Source:
* * *

From a quick reference to the Decision of the trial court in SEC Case No. 68524, it is readily apparent that the trial court had already granted the prayer of petitioner in its Complaint. In other words, petitioner prevailed in the court a quo. As can be seen from the complaint of the petitioner and the RTC decision, the underlying prayer of the petitioner in its Complaint had been granted in the decision of the trial court. In a very real sense, therefore, the RTC has already granted what the petitioner had asked for in its Complaint.

Even more, during the hearings before the trial court, Mr. Ralph Bergen had already personally testified, hence, foregoing any need for taking his deposition.23

Considering the trial court's Decision dated 27 December 2006 in SEC Case No. 68524 and the personal testimony of Bergen before the trial court, this Court finds that the issue of whether a commission should be issued for the taking of depositions of petitioner's witnesses has indeed become moot.

Furthermore, the Order dated 8 December 2003 of the trial court denying petitioner's motion to take deposition is an interlocutory order. An order that does not finally dispose of the case, and does not end the court's task of adjudicating the parties' contentions and determining their rights and liabilities as regards each other, but obviously indicates that other things remain to be done by the court, is interlocutory.24 Interlocutory refers to something between the commencement and the end of the suit which decides some point or matter, but it is not a final decision on the whole controversy.25

In Investments, Inc. v. Court of Appeals26 -

A "final" judgment or order is one that finally disposes of a case, leaving nothing more to be done by the Court in respect thereto, e.g., an adjudication on the merits which, on the basis of the evidence presented at the trial, declares categorically what the rights and obligations of the parties are and which party is in the right; or a judgment or order that dismisses an action on the ground, for instance, of res judicata or prescription. Once rendered, the task of the Court is ended, as far as deciding the controversy or determining the rights and liabilities of the litigants is concerned. Nothing more remains to be done by the Court except to await the parties' next move (which among others, may consist of the filing of a motion for new trial or reconsideration, or the taking of an appeal) and ultimately, of course, to cause the execution of the judgment once it becomes "final" or, to use the established and more distinctive term, "final and executory."

* * *

Tasks to carry out:
**a.** Can you extract from the court ruling the part that opens with the words containing "From a quick" and closes with "for in its Complaint.", copying it word for word?
**b.** Answer these questions from the court ruling:
(i) What date does the trial court's Decision in SEC Case No. 68524 bear?
(ii) What is the date of the trial court's Order denying petitioner's motion to take deposition?
(iii) What two grounds does the ruling give as examples for a judgment or order that dismisses an action?

Given data:
* * *

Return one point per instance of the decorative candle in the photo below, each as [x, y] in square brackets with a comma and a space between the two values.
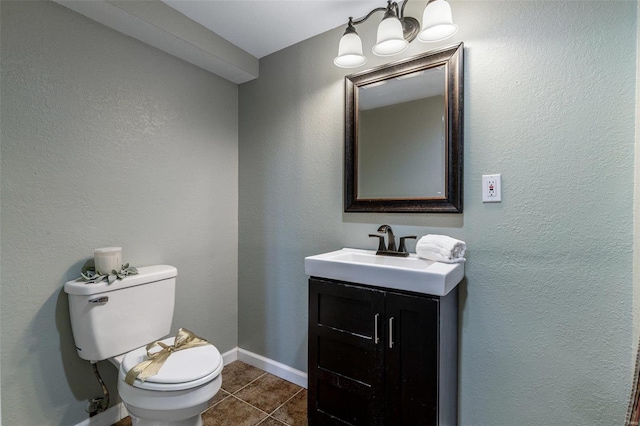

* * *

Results for each task:
**a.**
From a quick reference to the Decision of the trial court in SEC Case No. 68524, it is readily apparent that the trial court had already granted the prayer of petitioner in its Complaint. In other words, petitioner prevailed in the court a quo. As can be seen from the complaint of the petitioner and the RTC decision, the underlying prayer of the petitioner in its Complaint had been granted in the decision of the trial court. In a very real sense, therefore, the RTC has already granted what the petitioner had asked for in its Complaint.

**b.**
(i) 27 December 2006
(ii) 8 December 2003
(iii) Res judicata and prescription